> **Set of tasks**:
1. In the article on the LAFCO water report, what yearly payment to the Water Authority does the report suggest, and for how many years?
2. Summarize the article on the LAFCO water report in two sentences.

> **Exercise passage**:
[Start of Attachment]

LAFCO report: FPUD and Rainbow water customers would save an estimated $7.6 million a year by switching suppliers
Last updated 3/1/2022 at 3:14pm
FALLBROOK – A long-awaited independent analysis has concluded that customers of the Fallbrook Public Utility District and Rainbow Municipal Water District would save an estimated $7.6 million a year if the districts change water suppliers from the San Diego County Water Authority to the Eastern Municipal Water District.
The analysis, conducted under the direction of the San Diego Local Agency Formation Commission, which will decide if the districts can switch water suppliers, also concludes that Eastern has the wherewithal to meet the water demands of Fallbrook and Rainbow for years to come.
“For our customers, this is positive,” said Jack Bebee, general manager of the FPUD. “Not only will they save millions of dollars a year, they can be confident that Eastern will provide us with a reliable supply of water.”
“This report validates what we’ve been saying – that buying water from Eastern instead of the San Diego County Water Authority would benefit our ratepayers – especially low-income residents and agricultural users who are particularly impacted by high water rates,” said Tom Kennedy, general manager of the RMWD. “If our applications are approved by LAFCO, our residential, commercial and agricultural customers, who have been unfairly burdened by rapidly rising water costs, will begin to see much-needed rate relief.”
Over the last decade, the San Diego County Water Authority has raised water costs on local water districts an average of 8% per year, with no sign of letting up. According to the Authority’s recently adopted Long-Range Financing Plan, water costs will jump another 50% over the next five years.
A study conducted last year by statista.com concluded that San Diego’s water rates were among the highest in the nation. Further, a 2017 report by the American Water Works Association found that San Diego area households pay more than twice the national average for water.
The LAFCO report also addressed whether Fallbrook or Rainbow should compensate the Water Authority through a so-called departure fee if they switch to Eastern. In a recommendation that Fallbrook and Rainbow leaders say violates State law, the report suggests that the districts pay the Water Authority $13-18.5 million each year for three to 10 years for a percentage of what is known as QSA water supply costs.
“Unfortunately, the report’s author did not review the provisions dictated in State law by the Legislature,” said Kennedy. “Since the report fails to include any legal analysis on this issue, we are hopeful that LAFCO and their attorneys will thoroughly examine this critical question before any decision is made.”
“While we are not opposed to providing some level of compensation through ongoing property tax payments, the report’s recommendation does not comply with the law,” said Bebee. “We hope to discuss this issue with LAFCO officials over the next several weeks.”

[End of Attachment]

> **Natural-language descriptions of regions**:
[Start of Attachment]

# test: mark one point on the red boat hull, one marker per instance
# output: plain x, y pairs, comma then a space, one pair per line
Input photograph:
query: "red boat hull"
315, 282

[End of Attachment]

> **Expected responses**:
1. $13-18.5 million each year for three to 10 years.

2. An independent analysis directed by the San Diego Local Agency Formation Commission concluded that Fallbrook Public Utility District and Rainbow Municipal Water District customers would save an estimated $7.6 million a year by switching suppliers from the San Diego County Water Authority to the Eastern Municipal Water District, which can meet their demands for years to come. The report also suggests a departure fee of $13-18.5 million a year for three to 10 years, a recommendation that the districts' leaders say violates State law.